Give the data again, word for word.

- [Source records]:
## Start

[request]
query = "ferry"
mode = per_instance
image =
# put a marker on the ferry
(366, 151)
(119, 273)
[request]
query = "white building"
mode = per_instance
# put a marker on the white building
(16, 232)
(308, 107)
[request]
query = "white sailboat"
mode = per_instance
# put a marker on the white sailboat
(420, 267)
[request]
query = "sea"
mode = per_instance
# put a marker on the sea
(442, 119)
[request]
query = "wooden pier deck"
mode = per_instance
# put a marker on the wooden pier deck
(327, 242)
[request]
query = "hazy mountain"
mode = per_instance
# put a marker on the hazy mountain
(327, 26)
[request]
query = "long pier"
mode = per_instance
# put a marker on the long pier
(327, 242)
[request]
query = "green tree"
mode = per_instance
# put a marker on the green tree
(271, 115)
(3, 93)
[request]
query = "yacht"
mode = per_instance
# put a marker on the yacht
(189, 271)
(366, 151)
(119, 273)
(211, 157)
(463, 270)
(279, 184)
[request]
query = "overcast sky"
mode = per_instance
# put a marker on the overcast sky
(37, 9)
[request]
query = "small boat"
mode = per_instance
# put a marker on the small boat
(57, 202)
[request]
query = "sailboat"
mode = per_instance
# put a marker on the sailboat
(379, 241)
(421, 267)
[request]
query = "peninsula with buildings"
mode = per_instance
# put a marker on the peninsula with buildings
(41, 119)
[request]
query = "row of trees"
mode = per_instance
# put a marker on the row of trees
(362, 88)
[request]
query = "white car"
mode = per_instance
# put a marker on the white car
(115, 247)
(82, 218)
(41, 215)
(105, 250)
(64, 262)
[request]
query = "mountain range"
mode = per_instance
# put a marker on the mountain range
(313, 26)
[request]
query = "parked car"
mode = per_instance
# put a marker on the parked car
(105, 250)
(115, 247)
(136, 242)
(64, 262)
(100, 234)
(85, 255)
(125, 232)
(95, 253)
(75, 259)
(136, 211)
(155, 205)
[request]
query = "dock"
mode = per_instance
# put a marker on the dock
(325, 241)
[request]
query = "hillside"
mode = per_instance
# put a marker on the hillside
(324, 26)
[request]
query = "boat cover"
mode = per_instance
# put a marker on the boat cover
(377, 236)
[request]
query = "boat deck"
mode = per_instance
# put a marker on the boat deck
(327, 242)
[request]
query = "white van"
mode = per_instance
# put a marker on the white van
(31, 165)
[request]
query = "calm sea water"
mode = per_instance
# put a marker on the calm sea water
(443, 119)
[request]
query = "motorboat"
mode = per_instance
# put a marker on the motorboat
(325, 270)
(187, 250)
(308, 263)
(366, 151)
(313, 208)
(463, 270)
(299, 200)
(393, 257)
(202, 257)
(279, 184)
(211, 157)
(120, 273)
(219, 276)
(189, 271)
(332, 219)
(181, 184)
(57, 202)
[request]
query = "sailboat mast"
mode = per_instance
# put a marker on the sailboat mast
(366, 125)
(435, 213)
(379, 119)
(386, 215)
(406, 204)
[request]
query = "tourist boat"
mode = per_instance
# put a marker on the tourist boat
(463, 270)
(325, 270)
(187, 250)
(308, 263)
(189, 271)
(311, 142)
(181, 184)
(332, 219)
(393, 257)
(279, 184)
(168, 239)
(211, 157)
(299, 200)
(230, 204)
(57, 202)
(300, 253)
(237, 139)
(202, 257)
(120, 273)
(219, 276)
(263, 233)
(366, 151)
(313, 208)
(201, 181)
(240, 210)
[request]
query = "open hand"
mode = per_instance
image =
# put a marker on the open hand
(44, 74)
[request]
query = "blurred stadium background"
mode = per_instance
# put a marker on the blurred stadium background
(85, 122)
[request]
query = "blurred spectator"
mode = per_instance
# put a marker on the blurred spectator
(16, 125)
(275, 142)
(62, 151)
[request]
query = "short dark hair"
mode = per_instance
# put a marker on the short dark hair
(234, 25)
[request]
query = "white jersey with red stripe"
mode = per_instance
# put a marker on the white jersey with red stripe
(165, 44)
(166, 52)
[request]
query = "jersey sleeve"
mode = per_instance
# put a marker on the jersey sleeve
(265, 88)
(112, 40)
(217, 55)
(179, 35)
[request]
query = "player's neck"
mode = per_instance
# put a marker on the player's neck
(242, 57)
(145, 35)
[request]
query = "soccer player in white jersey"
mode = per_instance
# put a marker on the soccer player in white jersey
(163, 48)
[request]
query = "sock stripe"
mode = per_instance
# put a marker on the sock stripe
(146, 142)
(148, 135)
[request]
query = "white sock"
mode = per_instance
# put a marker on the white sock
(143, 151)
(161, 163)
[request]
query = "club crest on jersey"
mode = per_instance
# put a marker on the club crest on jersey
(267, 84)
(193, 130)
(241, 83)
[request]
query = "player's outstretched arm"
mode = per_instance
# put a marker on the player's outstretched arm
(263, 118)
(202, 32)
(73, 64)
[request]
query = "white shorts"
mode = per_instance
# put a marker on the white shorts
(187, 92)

## End

- [OUTPUT FOR THIS TASK]:
[request]
query = "ferry"
mode = per_instance
image =
# put a marker on the ferry
(366, 151)
(119, 273)
[request]
query = "white building"
mode = per_instance
# put a marker on the white building
(16, 232)
(308, 107)
[request]
query = "white sailboat"
mode = per_instance
# put a marker on the white sailboat
(420, 267)
[request]
query = "sea"
mode = per_instance
# put a marker on the sea
(442, 119)
[request]
query = "wooden pier deck"
mode = per_instance
# put a marker on the wooden pier deck
(327, 242)
[request]
query = "hazy mountain"
mode = per_instance
# put a marker on the hazy mountain
(327, 26)
[request]
query = "long pier"
mode = per_instance
# put a marker on the long pier
(327, 242)
[request]
query = "green tree"
mode = per_instance
# put a marker on the green tree
(271, 115)
(3, 93)
[request]
query = "yacht"
mode = per_instance
# put a marker on the yacht
(189, 271)
(366, 151)
(119, 273)
(211, 157)
(463, 270)
(279, 184)
[request]
query = "overcast sky"
mode = per_instance
# put a marker on the overcast sky
(37, 9)
[request]
query = "small boat"
mode = per_instance
# put a marker on the small boat
(57, 202)
[request]
query = "sailboat"
mode = per_instance
# put a marker on the sailboat
(379, 241)
(421, 267)
[request]
query = "peninsula with buildings"
mode = per_instance
# put a marker on the peninsula with buildings
(41, 119)
[request]
query = "row of trees"
mode = per_instance
# put a marker on the row of trees
(362, 88)
[request]
query = "white car"
mode = per_instance
# put a marker on the white car
(115, 247)
(82, 218)
(41, 215)
(105, 250)
(64, 262)
[request]
query = "mountain range"
mode = per_instance
# put a marker on the mountain range
(313, 26)
[request]
query = "parked car"
mode = per_instance
# put a marker on the parked car
(105, 250)
(115, 247)
(136, 242)
(64, 262)
(100, 234)
(85, 255)
(125, 232)
(95, 253)
(75, 259)
(136, 211)
(155, 205)
[request]
query = "dock"
mode = per_instance
# put a marker on the dock
(325, 241)
[request]
query = "hillside"
mode = per_instance
# put a marker on the hillside
(324, 26)
[request]
query = "boat cover"
mode = per_instance
# put a marker on the boat cover
(377, 236)
[request]
query = "boat deck"
mode = per_instance
# put a marker on the boat deck
(327, 242)
[request]
query = "white van"
mode = per_instance
# put a marker on the white van
(31, 165)
[request]
query = "calm sea water"
mode = per_instance
# put a marker on the calm sea water
(443, 119)
[request]
query = "motorboat"
mode = per_instance
# put a marker on the motorboat
(325, 270)
(187, 250)
(308, 263)
(366, 151)
(313, 208)
(463, 270)
(299, 200)
(393, 257)
(202, 257)
(279, 184)
(211, 157)
(120, 273)
(219, 276)
(189, 271)
(332, 219)
(181, 184)
(57, 202)
[request]
query = "sailboat mast"
mode = per_instance
# put a marker on the sailboat mast
(366, 125)
(435, 213)
(379, 119)
(386, 215)
(406, 204)
[request]
query = "tourist boat"
mode = per_instance
# put a marker on the tourist boat
(463, 270)
(325, 270)
(187, 250)
(308, 263)
(189, 271)
(311, 142)
(181, 184)
(332, 219)
(393, 257)
(279, 184)
(168, 239)
(211, 157)
(299, 200)
(230, 204)
(57, 202)
(300, 253)
(237, 139)
(202, 257)
(120, 273)
(219, 276)
(263, 233)
(366, 151)
(313, 208)
(201, 181)
(240, 210)
[request]
query = "open hand"
mode = per_instance
image =
# put a marker on the open hand
(44, 74)
[request]
query = "blurred stadium background"
mode = per_instance
# put a marker on the blurred stadium background
(85, 122)
[request]
query = "blurred spectator"
mode = per_instance
# put a marker on the blurred spectator
(16, 125)
(275, 142)
(62, 151)
[request]
query = "short dark hair"
mode = per_instance
# put a marker on the short dark hair
(234, 25)
[request]
query = "white jersey with red stripe"
mode = per_instance
# put a marker on the white jersey with red stripe
(165, 44)
(166, 52)
[request]
query = "jersey sleeve"
mode = per_instance
# put a marker on the jersey sleeve
(265, 88)
(112, 40)
(217, 55)
(179, 35)
[request]
query = "player's neck"
mode = per_instance
# put a marker on the player's neck
(242, 57)
(145, 35)
[request]
query = "soccer player in white jersey"
mode = per_instance
# put a marker on the soccer player in white jersey
(163, 48)
[request]
query = "sock stripe"
mode = per_instance
# put a marker on the sock stripe
(146, 142)
(148, 135)
[request]
query = "white sock"
mode = per_instance
# put a marker on the white sock
(143, 151)
(161, 163)
[request]
query = "club crest on jersey"
mode = per_instance
# put a marker on the club crest on jersey
(267, 84)
(193, 130)
(241, 83)
[request]
query = "player's outstretched arm"
mode = per_instance
# put a marker on the player's outstretched arm
(263, 118)
(202, 32)
(73, 64)
[request]
query = "white shorts"
mode = per_instance
# put a marker on the white shorts
(187, 92)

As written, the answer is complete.